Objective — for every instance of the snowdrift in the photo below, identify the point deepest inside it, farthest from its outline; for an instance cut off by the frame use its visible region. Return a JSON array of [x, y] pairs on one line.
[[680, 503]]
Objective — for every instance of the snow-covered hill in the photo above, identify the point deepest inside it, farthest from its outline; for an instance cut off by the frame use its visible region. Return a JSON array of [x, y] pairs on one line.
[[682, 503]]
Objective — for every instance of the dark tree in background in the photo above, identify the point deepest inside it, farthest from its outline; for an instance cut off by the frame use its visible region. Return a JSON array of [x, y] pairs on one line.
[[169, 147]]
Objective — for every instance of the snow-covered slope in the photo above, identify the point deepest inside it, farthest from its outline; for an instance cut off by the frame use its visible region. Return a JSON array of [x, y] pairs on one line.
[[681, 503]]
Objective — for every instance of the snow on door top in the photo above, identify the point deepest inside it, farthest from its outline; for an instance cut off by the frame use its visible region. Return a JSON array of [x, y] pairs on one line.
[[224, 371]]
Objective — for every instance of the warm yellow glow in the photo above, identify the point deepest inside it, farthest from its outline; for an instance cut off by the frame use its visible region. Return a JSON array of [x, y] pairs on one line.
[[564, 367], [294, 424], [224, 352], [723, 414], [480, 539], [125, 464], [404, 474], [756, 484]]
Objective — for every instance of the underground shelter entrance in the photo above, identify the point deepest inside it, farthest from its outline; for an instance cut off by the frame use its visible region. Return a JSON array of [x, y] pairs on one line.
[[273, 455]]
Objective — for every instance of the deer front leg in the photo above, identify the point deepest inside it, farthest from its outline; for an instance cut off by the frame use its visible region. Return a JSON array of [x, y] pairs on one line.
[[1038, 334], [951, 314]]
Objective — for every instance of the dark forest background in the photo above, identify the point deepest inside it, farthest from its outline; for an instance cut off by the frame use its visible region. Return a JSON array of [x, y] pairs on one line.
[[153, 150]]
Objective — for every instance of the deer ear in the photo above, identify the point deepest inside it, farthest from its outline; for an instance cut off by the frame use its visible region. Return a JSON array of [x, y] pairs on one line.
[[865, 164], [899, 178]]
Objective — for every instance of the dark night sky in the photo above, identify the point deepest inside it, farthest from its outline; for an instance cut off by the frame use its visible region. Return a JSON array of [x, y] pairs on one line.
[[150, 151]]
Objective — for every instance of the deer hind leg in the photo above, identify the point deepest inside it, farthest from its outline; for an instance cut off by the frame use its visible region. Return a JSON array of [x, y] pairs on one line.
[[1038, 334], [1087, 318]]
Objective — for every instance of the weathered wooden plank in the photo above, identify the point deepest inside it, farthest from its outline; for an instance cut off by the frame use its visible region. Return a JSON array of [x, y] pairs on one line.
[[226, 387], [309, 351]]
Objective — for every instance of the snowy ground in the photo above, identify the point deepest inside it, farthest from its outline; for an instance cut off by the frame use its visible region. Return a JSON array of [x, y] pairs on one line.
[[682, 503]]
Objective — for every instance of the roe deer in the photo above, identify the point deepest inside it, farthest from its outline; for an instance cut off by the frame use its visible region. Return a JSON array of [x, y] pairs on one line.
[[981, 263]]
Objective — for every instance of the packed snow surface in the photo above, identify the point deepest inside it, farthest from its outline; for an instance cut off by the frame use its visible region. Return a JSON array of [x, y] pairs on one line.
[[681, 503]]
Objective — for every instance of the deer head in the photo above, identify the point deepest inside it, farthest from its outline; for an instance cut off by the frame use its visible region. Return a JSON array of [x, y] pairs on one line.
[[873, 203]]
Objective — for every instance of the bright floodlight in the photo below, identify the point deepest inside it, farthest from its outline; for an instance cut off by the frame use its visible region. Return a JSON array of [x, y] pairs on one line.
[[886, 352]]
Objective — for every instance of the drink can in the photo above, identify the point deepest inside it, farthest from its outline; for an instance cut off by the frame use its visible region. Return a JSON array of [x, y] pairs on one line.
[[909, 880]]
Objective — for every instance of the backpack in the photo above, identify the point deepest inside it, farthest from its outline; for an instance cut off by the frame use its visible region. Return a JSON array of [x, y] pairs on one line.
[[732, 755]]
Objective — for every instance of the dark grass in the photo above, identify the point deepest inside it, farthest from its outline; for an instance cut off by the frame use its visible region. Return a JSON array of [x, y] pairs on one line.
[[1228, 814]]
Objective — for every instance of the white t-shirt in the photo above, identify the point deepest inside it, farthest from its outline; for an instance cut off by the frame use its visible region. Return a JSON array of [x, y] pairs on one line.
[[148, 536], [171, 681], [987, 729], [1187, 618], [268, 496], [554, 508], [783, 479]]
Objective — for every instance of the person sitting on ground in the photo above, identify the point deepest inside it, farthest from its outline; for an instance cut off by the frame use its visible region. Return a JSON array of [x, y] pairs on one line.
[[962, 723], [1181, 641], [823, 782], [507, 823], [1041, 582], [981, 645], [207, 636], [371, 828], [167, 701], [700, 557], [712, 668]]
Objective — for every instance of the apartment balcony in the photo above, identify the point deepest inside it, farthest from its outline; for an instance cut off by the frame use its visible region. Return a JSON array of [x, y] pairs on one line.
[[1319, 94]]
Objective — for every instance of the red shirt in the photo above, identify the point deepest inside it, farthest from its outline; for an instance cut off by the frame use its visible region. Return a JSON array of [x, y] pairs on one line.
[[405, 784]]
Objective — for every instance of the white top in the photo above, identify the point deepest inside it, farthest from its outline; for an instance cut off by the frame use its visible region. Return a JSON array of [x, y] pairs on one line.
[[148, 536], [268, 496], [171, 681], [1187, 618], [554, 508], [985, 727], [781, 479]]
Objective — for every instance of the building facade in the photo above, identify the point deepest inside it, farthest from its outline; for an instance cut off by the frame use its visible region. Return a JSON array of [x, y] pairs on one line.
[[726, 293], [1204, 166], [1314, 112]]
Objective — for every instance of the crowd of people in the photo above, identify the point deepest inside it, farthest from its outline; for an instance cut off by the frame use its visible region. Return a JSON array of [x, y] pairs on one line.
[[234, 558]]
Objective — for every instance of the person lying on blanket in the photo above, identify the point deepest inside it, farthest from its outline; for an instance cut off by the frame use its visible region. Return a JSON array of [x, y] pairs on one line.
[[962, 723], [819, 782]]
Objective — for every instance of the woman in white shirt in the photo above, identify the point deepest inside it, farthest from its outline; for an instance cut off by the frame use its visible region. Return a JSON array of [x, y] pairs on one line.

..............................

• [TASK TO CARRY OUT]: Rewrite all of the records, switching each "farthest from its outline" to "farthest from its edge" and keeping everything else the same.

• [RESULT BELOW]:
Objective — for every instance of the snowdrift in the photo below, identify the point deepest inside it, farthest from its edge; for an instance cut off by the frame use its visible region. Return a JSON array of [x, y] pairs on one line.
[[680, 503]]
Objective — for every instance of the snow-covered hill in the photo above, identify the point deepest inside it, farthest from its edge; for an instance cut off by the frame use its visible region. Return a JSON array of [x, y] pairs on one line.
[[682, 503]]
Objective — for every instance of the dark tree in background in the photo above, identify the point deepest inside it, farthest from its edge; for an instance cut off by the frame use its visible region. Return a JSON array of [x, y] pairs on one line.
[[169, 147]]
Objective — for every instance of the snow-covered slope in the photo above, identify the point deepest inside it, farthest from its edge; for an instance cut off by the frame use its visible region. Return a JSON array of [x, y] pairs on one line.
[[681, 503]]
Objective — for every instance of the snow on door top in the photo above, identify the point deepest inside it, farthest from its edge; for an instance cut off by the frame use its visible region. Return a JSON array of [x, y] pairs on one line.
[[224, 371]]
Objective — for every instance of the warm yellow glow in the photo above, identify the point deepest inside it, farthest from its edge; for an instance cut off by the frame use its visible region. Return a JSON array of [x, y] pairs on one line.
[[564, 367], [294, 424], [224, 352], [723, 414], [480, 539], [125, 464], [404, 474], [756, 484]]
Objective — for every instance of the underground shelter entrance in the photo above, identify the point deepest inside it, farthest from its edge; for an instance cut off by the frame use its visible region. Return a JSON array of [x, y] pairs on one line.
[[273, 455]]
Objective — for every instance of the deer front leg in the photo above, identify the point deepest inside it, farthest from its edge; for an instance cut off by the frame use its visible region. Return a JSON array of [x, y] pairs on one line.
[[1038, 334], [951, 314]]
Objective — for every instance of the dark forest background in the photo above, identify the point deepest inside it, farthest from its edge; for an instance cut off by the frame use its visible region. Return a JSON array of [x, y] pairs on one line.
[[153, 150]]
Objective — for every instance of the deer ear in the photo above, identify the point deepest inside it, farthest from its edge; for an instance cut off by the frame use its visible region. Return a JSON array of [x, y] pairs on one line.
[[865, 164], [899, 178]]
Objective — for every instance of the dark night sky in the photo above, identify the point deepest inside it, farthest from its edge; for an instance cut off by the frame use its visible region. Return a JSON array of [x, y] pairs on one line.
[[150, 151]]
Objective — for every instance of the deer hind leg in the photo above, identify the point deepest inside it, farthest from its edge; for an instance cut off by the frame use its visible region. Return a JSON array of [x, y] pairs on one line.
[[1038, 334], [1087, 318]]
Objective — for every instance of the weathered wooden plank in the photo above, identify the point deepest inside it, farthest from its edge; for an instance cut off by the frame use its visible region. Return a JSON array of [x, y] pairs on one line.
[[226, 387], [309, 351]]
Objective — for every instance of the snowy ground in the photo above, identify the point deepest inside it, farthest from its edge; for an instance cut off by the frame use its visible region. Return a JSON array of [x, y] pairs on one line.
[[682, 503]]
Objective — for every instance of the roe deer in the photo above, identify the point deepest inside it, farthest from its edge; for an instance cut off by the frame use its visible region. Return a JSON array of [x, y] pairs on one line.
[[981, 263]]
Objective — for every instance of the packed snow surface in the photo above, identify the point deepest inside it, farthest from its edge; for an instance cut off by the frame use its visible region. Return a JSON array of [x, y] pairs on one line.
[[681, 503]]
Objective — for every instance of the deer head in the photo above, identify the point deepest inside it, farthest from its edge; for an instance cut off by the frame use its visible region. Return a JSON array of [x, y] pairs on one line.
[[873, 203]]
Objective — for every instance of the bright floodlight in the photo below, identify the point deepest inside it, farthest from its edge; for an instance cut off by the frame use its visible region. Return a JSON array of [x, y] pairs on one line.
[[886, 352]]
Objective — for every instance of the drink can in the photo above, identify the point deepest inside it, farthest from its edge; for an instance cut off by the frame use its visible region. Return a JSON array of [x, y] pairs on one line.
[[909, 880]]
Objective — for every instance of the backpack in the photo above, identify the point deepest inside it, farthest from its edge; for an instance cut off by the frame use its visible region. Return a JSON array of [x, y] pairs on one line.
[[732, 755]]
Objective — for every instance of the dark grass in the photo above, identify the point deepest inside it, farthest from its edge; for an instance cut off by the frame use its visible region. Return a JSON array of [x, y] pairs on one line.
[[1228, 814]]
Objective — for every instance of the white t-shirt in the photo above, identify the point deepest inside it, farthest from its edge; for an instance cut off by the frame use its visible region. Return a JSON array of [x, y] pairs on one line.
[[148, 536], [171, 681], [987, 729], [1187, 618], [268, 496], [554, 508], [783, 479]]
Objective — for every instance of the person sitting on ground in the photo above, identify the point deepest inside it, farthest from its edge; for an instance cut off by the frame use its visible region. Return a JSON array of [x, y] pairs on one line.
[[962, 723], [1181, 641], [823, 782], [507, 823], [1041, 582], [981, 645], [207, 636], [371, 828], [167, 701], [700, 557], [712, 668]]
Objective — for every instance of the apartment balcony in the photo above, identify the point deepest inside it, farthest from its edge; for an instance cut off by the frame use its visible region. Return a JSON array of [x, y] pairs on one line.
[[1319, 94]]
Objective — for every instance of the red shirt in the photo above, identify the point deepest inside it, farthest from its edge; for an instance cut off by the frame use its visible region. Return a JSON array of [x, y] pairs on one line.
[[405, 784]]
Objective — for every instance of the white top in the photo above, identify the point deepest inside it, farthest from its edge; for an instance cut off by the frame use its visible region. Return a JSON array of [x, y] pairs on one line.
[[148, 536], [268, 496], [171, 681], [1187, 618], [554, 508], [985, 727], [781, 479]]
Objective — for every instance of the building facade in the photo above, identify the point deepest inside it, farthest from its edge; for an instance cut off by the frame use its visible region. Return a JSON array of [x, y] pairs on one line.
[[726, 293], [1204, 166], [1314, 112]]
Objective — for every instance of the crowd of people in the photo above, identify the point deepest inside it, farthest from its edge; for an instance cut off by the frame use its visible region. Return a JSON array of [x, y] pairs on one line.
[[234, 558]]
Objective — for every instance of the person lying on blanket in the photo above, identify the point deepest inside it, farthest from its edge; for an instance cut off by the frame use its visible region. Return a JSON array of [x, y] pairs on one line.
[[962, 723], [819, 782]]
Objective — for every instance of the woman in white shirt in the photo above, identify the point deepest inside it, farthest from its edge; for an instance cut off by the frame use its visible region. Return a JSON array of [x, y] pairs on one line.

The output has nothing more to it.